* _ACTIVITY_
Return every line of the listing below unchanged, but leave the pictures out.

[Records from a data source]

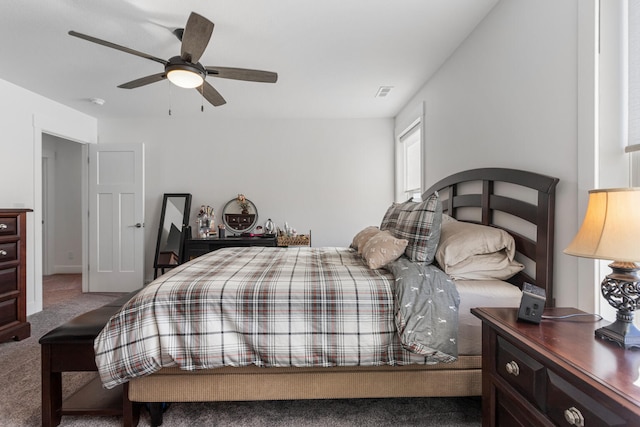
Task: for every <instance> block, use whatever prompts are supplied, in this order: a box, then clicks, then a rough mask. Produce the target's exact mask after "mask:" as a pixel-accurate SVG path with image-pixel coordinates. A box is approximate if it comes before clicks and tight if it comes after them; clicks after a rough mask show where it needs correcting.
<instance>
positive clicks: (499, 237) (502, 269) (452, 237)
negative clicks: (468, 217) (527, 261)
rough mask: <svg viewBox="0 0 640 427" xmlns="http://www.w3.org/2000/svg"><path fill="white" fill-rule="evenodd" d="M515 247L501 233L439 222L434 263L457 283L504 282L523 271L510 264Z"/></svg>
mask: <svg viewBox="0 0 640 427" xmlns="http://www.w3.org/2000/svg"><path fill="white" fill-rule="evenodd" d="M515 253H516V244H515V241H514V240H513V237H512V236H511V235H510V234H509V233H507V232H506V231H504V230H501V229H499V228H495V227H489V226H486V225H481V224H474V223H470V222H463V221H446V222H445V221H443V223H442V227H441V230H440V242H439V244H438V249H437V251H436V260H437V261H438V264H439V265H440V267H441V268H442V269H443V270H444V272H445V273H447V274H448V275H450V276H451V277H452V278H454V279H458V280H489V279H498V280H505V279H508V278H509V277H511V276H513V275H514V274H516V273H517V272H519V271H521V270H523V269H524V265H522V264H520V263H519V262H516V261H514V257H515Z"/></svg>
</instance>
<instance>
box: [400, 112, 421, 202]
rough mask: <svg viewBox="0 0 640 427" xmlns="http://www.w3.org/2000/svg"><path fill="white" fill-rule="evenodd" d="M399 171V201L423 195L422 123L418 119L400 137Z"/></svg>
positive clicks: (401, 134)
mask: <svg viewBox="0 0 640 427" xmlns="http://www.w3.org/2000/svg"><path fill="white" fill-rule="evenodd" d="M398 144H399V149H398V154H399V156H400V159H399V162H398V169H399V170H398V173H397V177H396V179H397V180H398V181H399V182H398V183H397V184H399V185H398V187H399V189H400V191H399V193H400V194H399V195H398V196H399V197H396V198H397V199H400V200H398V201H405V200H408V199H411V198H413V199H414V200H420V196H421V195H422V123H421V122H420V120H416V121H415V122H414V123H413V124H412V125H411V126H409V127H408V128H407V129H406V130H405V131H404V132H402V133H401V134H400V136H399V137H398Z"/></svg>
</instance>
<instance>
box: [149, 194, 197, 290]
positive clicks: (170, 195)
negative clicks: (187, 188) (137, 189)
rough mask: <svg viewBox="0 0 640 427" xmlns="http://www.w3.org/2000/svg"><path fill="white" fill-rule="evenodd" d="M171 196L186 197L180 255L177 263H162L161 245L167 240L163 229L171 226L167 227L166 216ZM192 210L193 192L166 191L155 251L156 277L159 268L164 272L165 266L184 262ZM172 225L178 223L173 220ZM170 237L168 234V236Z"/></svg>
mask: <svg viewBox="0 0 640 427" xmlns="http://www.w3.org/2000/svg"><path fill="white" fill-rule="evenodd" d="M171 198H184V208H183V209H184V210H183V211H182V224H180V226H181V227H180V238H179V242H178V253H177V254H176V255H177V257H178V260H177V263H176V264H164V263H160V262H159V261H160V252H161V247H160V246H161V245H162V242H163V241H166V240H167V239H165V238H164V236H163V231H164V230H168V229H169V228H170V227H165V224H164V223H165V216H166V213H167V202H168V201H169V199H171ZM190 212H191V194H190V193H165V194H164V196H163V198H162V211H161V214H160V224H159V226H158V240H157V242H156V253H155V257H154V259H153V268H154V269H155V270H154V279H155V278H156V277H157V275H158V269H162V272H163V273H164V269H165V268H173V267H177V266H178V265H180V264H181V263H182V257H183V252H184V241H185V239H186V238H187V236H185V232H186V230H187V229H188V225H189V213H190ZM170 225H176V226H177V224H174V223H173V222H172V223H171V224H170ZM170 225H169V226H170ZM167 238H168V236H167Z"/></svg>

* _PROBLEM SOLUTION_
Task: for every <instance> block, use whatever prompts are supplied, in this order: a box, then clicks, then a rough mask. Produce the target's exact mask after "mask:" as a pixel-accurate SVG path with image-pixel coordinates. A box is approximate if it comes before clicks and tight if it comes after them; clicks after a rough mask show where it needs correcting.
<instance>
positive clicks: (499, 237) (502, 269) (452, 237)
negative clicks: (468, 217) (527, 261)
rough mask: <svg viewBox="0 0 640 427" xmlns="http://www.w3.org/2000/svg"><path fill="white" fill-rule="evenodd" d="M515 247L501 233L439 222L434 263L457 283L504 282L523 271L510 264Z"/></svg>
mask: <svg viewBox="0 0 640 427" xmlns="http://www.w3.org/2000/svg"><path fill="white" fill-rule="evenodd" d="M515 253H516V244H515V241H514V240H513V237H512V236H511V235H510V234H509V233H507V232H506V231H504V230H501V229H499V228H495V227H489V226H486V225H481V224H474V223H470V222H463V221H446V222H445V221H443V223H442V227H441V230H440V242H439V244H438V249H437V251H436V260H437V261H438V264H439V265H440V267H441V268H442V269H443V270H444V272H445V273H447V274H448V275H450V276H451V277H452V278H454V279H458V280H489V279H498V280H505V279H508V278H509V277H511V276H513V275H514V274H516V273H517V272H519V271H521V270H523V269H524V265H522V264H520V263H519V262H516V261H514V257H515Z"/></svg>
</instance>
<instance>
box: [400, 112, 421, 202]
rough mask: <svg viewBox="0 0 640 427" xmlns="http://www.w3.org/2000/svg"><path fill="white" fill-rule="evenodd" d="M399 171V201L423 195L422 123L418 119L400 137Z"/></svg>
positive clicks: (401, 134)
mask: <svg viewBox="0 0 640 427" xmlns="http://www.w3.org/2000/svg"><path fill="white" fill-rule="evenodd" d="M398 144H399V149H398V154H399V156H400V159H399V162H398V169H399V170H398V173H397V177H396V179H397V180H398V181H399V182H398V183H397V184H399V185H398V187H399V189H400V191H399V193H400V194H399V195H398V196H399V197H396V198H397V199H400V200H398V201H405V200H408V199H411V198H413V199H414V200H420V196H421V195H422V123H421V122H420V120H416V121H415V122H414V123H413V124H412V125H411V126H409V127H408V128H407V129H406V130H405V131H404V132H402V133H401V134H400V136H399V137H398Z"/></svg>
</instance>
<instance>
box: [149, 194, 197, 290]
positive clicks: (170, 195)
negative clicks: (187, 188) (137, 189)
rough mask: <svg viewBox="0 0 640 427" xmlns="http://www.w3.org/2000/svg"><path fill="white" fill-rule="evenodd" d="M171 196L186 197L180 255L177 263H162L161 245L167 240L163 229L171 226L167 227L166 216ZM192 210L193 192L166 191L155 251L156 277L159 268L164 272L165 266L184 262ZM172 225L178 223L173 220ZM170 237L168 234V236Z"/></svg>
mask: <svg viewBox="0 0 640 427" xmlns="http://www.w3.org/2000/svg"><path fill="white" fill-rule="evenodd" d="M171 198H184V208H183V209H184V210H183V211H182V224H180V226H181V227H180V238H179V242H178V253H177V254H176V255H177V257H178V260H177V263H176V264H164V263H160V262H159V261H160V252H161V247H160V246H161V245H162V242H163V241H166V240H167V239H165V238H164V236H163V231H164V230H168V229H169V228H170V227H165V224H164V223H165V216H166V213H167V202H168V201H169V199H171ZM190 212H191V194H190V193H165V194H164V196H163V198H162V211H161V214H160V224H159V226H158V240H157V242H156V253H155V257H154V259H153V268H154V269H155V270H154V279H155V278H156V277H157V275H158V269H162V272H163V273H164V269H165V268H173V267H177V266H178V265H180V264H181V263H182V257H183V252H184V241H185V239H186V238H187V236H185V232H186V230H187V229H188V225H189V213H190ZM170 225H176V226H177V224H174V223H173V222H172V223H171V224H170ZM170 225H169V226H170ZM167 238H168V236H167Z"/></svg>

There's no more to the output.